» Records for this exercise
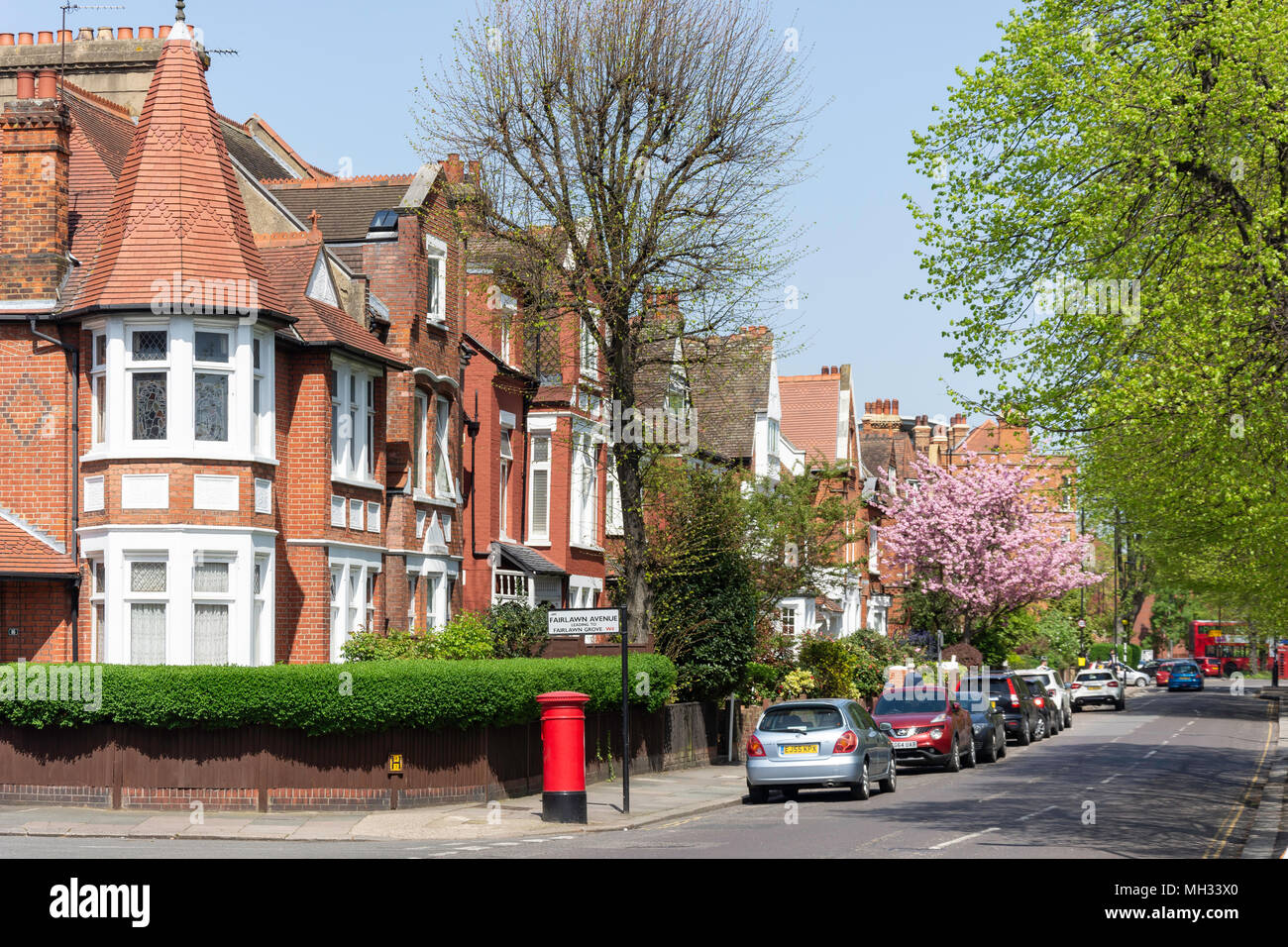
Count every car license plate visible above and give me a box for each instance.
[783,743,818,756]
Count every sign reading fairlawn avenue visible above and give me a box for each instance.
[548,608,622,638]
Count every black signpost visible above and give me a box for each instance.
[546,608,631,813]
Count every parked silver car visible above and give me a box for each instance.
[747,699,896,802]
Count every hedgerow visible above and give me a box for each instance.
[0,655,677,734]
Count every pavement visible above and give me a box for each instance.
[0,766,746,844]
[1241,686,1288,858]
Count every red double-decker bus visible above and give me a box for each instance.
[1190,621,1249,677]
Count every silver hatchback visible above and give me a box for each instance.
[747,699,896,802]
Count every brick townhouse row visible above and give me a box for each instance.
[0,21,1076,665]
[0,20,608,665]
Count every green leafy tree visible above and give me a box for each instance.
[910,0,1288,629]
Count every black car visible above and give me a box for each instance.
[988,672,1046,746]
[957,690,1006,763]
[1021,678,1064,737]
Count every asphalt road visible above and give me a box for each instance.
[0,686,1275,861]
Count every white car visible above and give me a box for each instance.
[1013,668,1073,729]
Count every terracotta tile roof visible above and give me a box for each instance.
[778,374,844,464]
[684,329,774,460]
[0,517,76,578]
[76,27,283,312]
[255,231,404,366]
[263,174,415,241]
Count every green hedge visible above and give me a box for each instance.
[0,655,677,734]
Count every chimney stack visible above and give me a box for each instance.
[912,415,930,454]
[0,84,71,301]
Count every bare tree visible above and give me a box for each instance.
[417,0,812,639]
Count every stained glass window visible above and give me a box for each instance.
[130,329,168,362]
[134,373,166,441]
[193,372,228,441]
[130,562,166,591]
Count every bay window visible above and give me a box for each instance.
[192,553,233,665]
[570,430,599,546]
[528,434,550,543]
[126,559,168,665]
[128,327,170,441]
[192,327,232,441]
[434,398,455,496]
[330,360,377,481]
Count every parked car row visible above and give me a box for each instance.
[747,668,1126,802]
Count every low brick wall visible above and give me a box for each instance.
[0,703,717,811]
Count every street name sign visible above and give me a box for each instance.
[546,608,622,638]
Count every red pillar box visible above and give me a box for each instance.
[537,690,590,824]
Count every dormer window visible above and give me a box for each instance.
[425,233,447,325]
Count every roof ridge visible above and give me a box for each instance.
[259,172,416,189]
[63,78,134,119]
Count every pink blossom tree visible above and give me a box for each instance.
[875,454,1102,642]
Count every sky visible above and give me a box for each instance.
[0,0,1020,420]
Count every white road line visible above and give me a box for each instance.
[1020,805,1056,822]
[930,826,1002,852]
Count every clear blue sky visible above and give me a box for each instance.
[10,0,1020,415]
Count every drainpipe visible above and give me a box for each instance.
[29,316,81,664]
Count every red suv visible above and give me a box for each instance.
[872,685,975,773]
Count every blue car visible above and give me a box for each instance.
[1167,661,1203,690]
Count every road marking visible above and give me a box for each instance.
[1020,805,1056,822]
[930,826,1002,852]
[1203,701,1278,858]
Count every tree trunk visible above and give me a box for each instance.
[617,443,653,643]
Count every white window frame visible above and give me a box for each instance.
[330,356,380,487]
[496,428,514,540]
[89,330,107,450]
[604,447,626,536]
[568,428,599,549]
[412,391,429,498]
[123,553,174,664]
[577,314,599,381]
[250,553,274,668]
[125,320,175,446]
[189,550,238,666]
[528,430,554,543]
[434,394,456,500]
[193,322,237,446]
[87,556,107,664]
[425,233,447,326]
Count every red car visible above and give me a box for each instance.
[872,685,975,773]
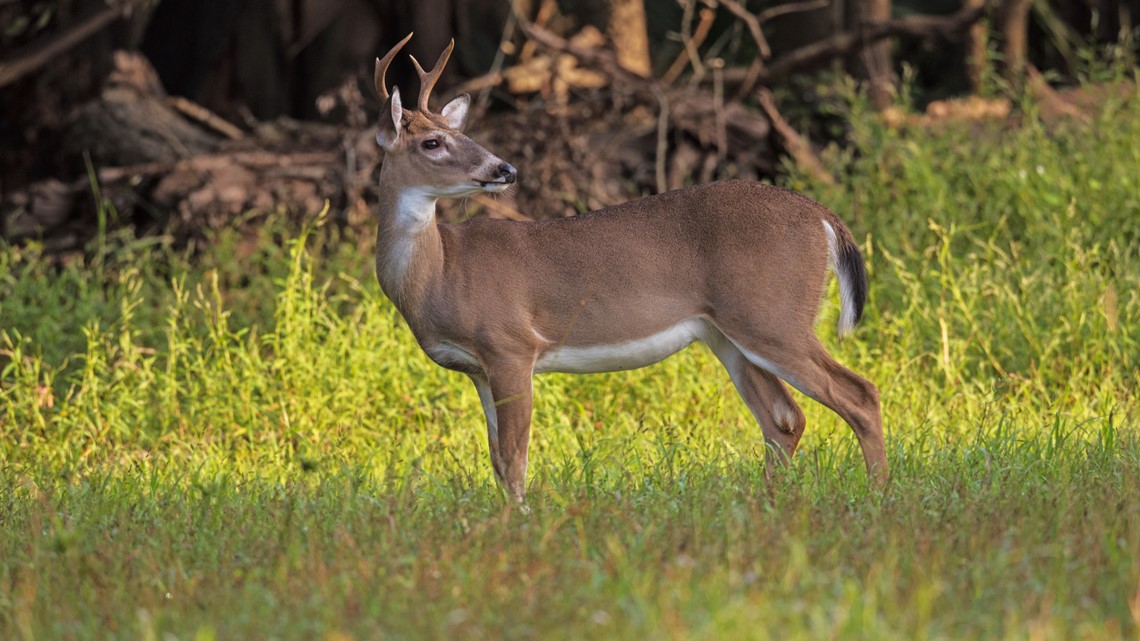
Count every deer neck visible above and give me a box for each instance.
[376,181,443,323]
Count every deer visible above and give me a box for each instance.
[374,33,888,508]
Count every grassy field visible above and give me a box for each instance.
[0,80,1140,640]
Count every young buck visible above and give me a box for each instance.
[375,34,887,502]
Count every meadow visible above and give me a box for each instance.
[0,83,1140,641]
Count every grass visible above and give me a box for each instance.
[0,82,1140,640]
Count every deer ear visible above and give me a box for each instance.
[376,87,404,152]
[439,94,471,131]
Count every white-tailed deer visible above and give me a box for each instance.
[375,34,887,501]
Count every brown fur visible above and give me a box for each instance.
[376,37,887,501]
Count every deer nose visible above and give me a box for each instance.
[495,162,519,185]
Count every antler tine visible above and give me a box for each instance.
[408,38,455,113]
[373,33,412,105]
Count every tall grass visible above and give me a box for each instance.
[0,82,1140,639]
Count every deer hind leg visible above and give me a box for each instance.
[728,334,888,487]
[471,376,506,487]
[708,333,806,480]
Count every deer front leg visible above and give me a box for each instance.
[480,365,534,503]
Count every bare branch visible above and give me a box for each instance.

» Prompt
Express all of the lines above as a Markdown table with a Row column for the row number and a Line text column for the line, skipping any blank lines. Leave the pictures out of the table.

» The reply
| Row | Line text |
|---|---|
| 1 | Count every car license plate visible above and give me a box for each instance. |
| 2 | [783,743,818,756] |
| 3 | Count every sign reading fairlawn avenue visible above and give me a box for each instance. |
| 4 | [548,608,622,638] |
| 5 | Count every black signpost visible above and give me a box for each instance. |
| 6 | [546,608,631,813] |
| 7 | Count every parked silver car visible above and give me a box for each instance. |
| 8 | [747,699,896,802] |
| 9 | Count every hedgerow visible above and give me a box for each instance. |
| 10 | [0,655,677,734] |
| 11 | Count every pavement visible above and give me a box for each instance. |
| 12 | [0,766,746,844] |
| 13 | [1241,686,1288,858] |
| 14 | Count every red double-decker bus visible above and give me a box for each instance. |
| 15 | [1190,621,1249,677] |
| 16 | Count every silver hatchback visible above and give me a box for each instance. |
| 17 | [747,699,896,802] |
| 18 | Count every brick townhouse row visible above and give me a box for each instance. |
| 19 | [0,21,1076,665] |
| 20 | [0,20,608,665] |
| 21 | Count every green leafy tree visible above and give me a box for each instance. |
| 22 | [910,0,1288,629] |
| 23 | Count every black car visible above and give me a box for each instance. |
| 24 | [988,672,1046,746] |
| 25 | [957,690,1006,763] |
| 26 | [1021,678,1064,737] |
| 27 | Count every asphalt road visible above and give me a box for each instance. |
| 28 | [0,686,1275,861] |
| 29 | Count every white car visible above and give me a box for each instance. |
| 30 | [1013,668,1073,729] |
| 31 | Count every terracotta tile roof visible above and give me a box for each instance. |
| 32 | [778,374,844,464] |
| 33 | [684,329,774,460] |
| 34 | [0,517,76,578] |
| 35 | [76,27,283,312] |
| 36 | [255,231,404,366] |
| 37 | [263,174,415,241] |
| 38 | Count every green hedge visible above and give me a box for each instance. |
| 39 | [0,655,677,734] |
| 40 | Count every chimney stack visible above and give me a box for each instance. |
| 41 | [912,415,930,454] |
| 42 | [0,84,71,301] |
| 43 | Count every bare tree visible above and give me a box for each instance. |
| 44 | [417,0,812,639] |
| 45 | Count every stained glass window visible above and give me a box for each instance. |
| 46 | [130,329,168,362] |
| 47 | [134,373,166,441] |
| 48 | [193,372,228,441] |
| 49 | [130,562,166,591] |
| 50 | Count every bay window visible above and give me a box for each instance. |
| 51 | [192,553,233,665] |
| 52 | [570,430,599,546] |
| 53 | [528,434,550,543] |
| 54 | [126,559,168,665] |
| 55 | [128,327,170,441] |
| 56 | [192,327,232,441] |
| 57 | [434,398,455,496] |
| 58 | [330,360,377,481] |
| 59 | Count every parked car row visible above and give me a box for each instance. |
| 60 | [747,668,1126,802] |
| 61 | Count every low brick wall visible above and give me a box for each instance. |
| 62 | [0,703,717,811] |
| 63 | Count every street name sign visible above and give me a box for each instance. |
| 64 | [546,608,622,638] |
| 65 | Count every red pillar box visible above and give me a box for each instance. |
| 66 | [537,690,590,824] |
| 67 | Count every dormer window visible above and give me a box for each instance. |
| 68 | [425,233,447,325] |
| 69 | Count every roof ridge visible above and give me a box for each instance. |
| 70 | [259,172,416,189] |
| 71 | [63,78,134,119] |
| 72 | Count every pink blossom tree visible above and give me a box for each instance. |
| 73 | [875,454,1102,642] |
| 74 | Count every sky visible above and give me a box for each instance. |
| 75 | [0,0,1020,420] |
| 76 | Count every white road line visible above and give me a box for each instance. |
| 77 | [1020,805,1056,822] |
| 78 | [930,826,1002,852] |
| 79 | Count every clear blue sky visible above and give me a box for each instance. |
| 80 | [10,0,1020,415] |
| 81 | Count every drainpipe visible above and give me a box for each instance. |
| 82 | [29,316,81,664] |
| 83 | Count every red suv visible above and give me a box for each instance. |
| 84 | [872,685,975,773] |
| 85 | Count every blue car visible above and give me a box for each instance. |
| 86 | [1167,661,1203,690] |
| 87 | Count every road marking visible above and give me a box for each instance. |
| 88 | [1020,805,1056,822] |
| 89 | [930,826,1002,852] |
| 90 | [1203,701,1278,858] |
| 91 | Count every tree trunk visible above and give me a box for each instance. |
| 92 | [617,443,653,643] |
| 93 | Count every white window frame visible above and give me a box for each instance. |
| 94 | [330,356,380,487] |
| 95 | [496,428,514,540] |
| 96 | [89,330,107,450] |
| 97 | [604,447,626,536] |
| 98 | [568,428,599,549] |
| 99 | [412,391,429,498] |
| 100 | [123,553,174,664] |
| 101 | [577,314,599,381] |
| 102 | [250,553,274,668] |
| 103 | [125,320,175,446] |
| 104 | [189,550,238,666] |
| 105 | [528,430,554,543] |
| 106 | [434,394,456,500] |
| 107 | [193,322,237,446] |
| 108 | [87,556,107,664] |
| 109 | [425,233,447,326] |
| 110 | Count every red car visible above and give me a box for each instance. |
| 111 | [872,685,975,773] |
| 112 | Count every deer neck visible above and give me a box for each instance. |
| 113 | [376,181,443,323] |
| 114 | Count every deer visible above and give me a box for each instance. |
| 115 | [374,33,888,508] |
| 116 | Count every grassy field visible above and give me a box for each instance. |
| 117 | [0,80,1140,640] |
| 118 | Count every young buck visible above and give me a box for each instance. |
| 119 | [375,34,887,502] |
| 120 | Count every meadow visible above and give me a box for each instance. |
| 121 | [0,83,1140,641] |
| 122 | Count every grass visible above and give me a box for each instance. |
| 123 | [0,82,1140,640] |
| 124 | Count every deer ear visible above and give me a box for each instance. |
| 125 | [376,87,404,152] |
| 126 | [439,94,471,131] |
| 127 | Count every white-tailed deer visible above and give me a box for each instance. |
| 128 | [375,34,887,501] |
| 129 | Count every brown fur visible above and give me a box for each instance. |
| 130 | [376,37,887,501] |
| 131 | Count every deer nose visible above and give me a box for each instance. |
| 132 | [495,162,519,185] |
| 133 | Count every antler tine visible above and give me a box for each instance. |
| 134 | [408,38,455,113] |
| 135 | [373,33,412,105] |
| 136 | Count every tall grass visible above and give me a box for each instance. |
| 137 | [0,82,1140,639] |
| 138 | Count every deer hind leg visible above and give me a box for each instance. |
| 139 | [728,334,888,487] |
| 140 | [471,376,506,487] |
| 141 | [708,333,806,480] |
| 142 | Count every deer front leg visible above and give me a box for each instance. |
| 143 | [480,365,534,503] |
| 144 | Count every bare branch visible above and give me a box for each instance. |